**GIVEN INSTRUCTION**
Reproduce every one of the rows below without changing anything.

════════════════

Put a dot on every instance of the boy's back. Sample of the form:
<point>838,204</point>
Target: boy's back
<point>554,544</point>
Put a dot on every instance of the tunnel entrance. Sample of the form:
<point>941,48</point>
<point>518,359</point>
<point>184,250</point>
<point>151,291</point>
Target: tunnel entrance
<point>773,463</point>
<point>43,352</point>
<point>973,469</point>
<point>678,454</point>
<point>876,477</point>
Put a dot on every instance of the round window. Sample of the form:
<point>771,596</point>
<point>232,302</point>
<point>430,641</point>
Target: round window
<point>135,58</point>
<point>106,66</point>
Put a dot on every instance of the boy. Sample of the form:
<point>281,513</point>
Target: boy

════════════════

**ANSWER FOR THIS EXERCISE**
Put a dot on every instance of the boy's back. Sample of the form:
<point>838,204</point>
Target: boy's back
<point>554,544</point>
Put a dot on every instance of the tunnel entrance. Sample of the form:
<point>941,48</point>
<point>518,359</point>
<point>184,250</point>
<point>151,291</point>
Target: tunnel entrance
<point>773,463</point>
<point>43,352</point>
<point>973,469</point>
<point>678,454</point>
<point>876,477</point>
Put a dot on every instance of the round window. Sample of the form:
<point>771,596</point>
<point>232,302</point>
<point>430,641</point>
Target: round window
<point>135,58</point>
<point>106,66</point>
Put a dot on every instance of the boy. Sample of the form:
<point>281,513</point>
Target: boy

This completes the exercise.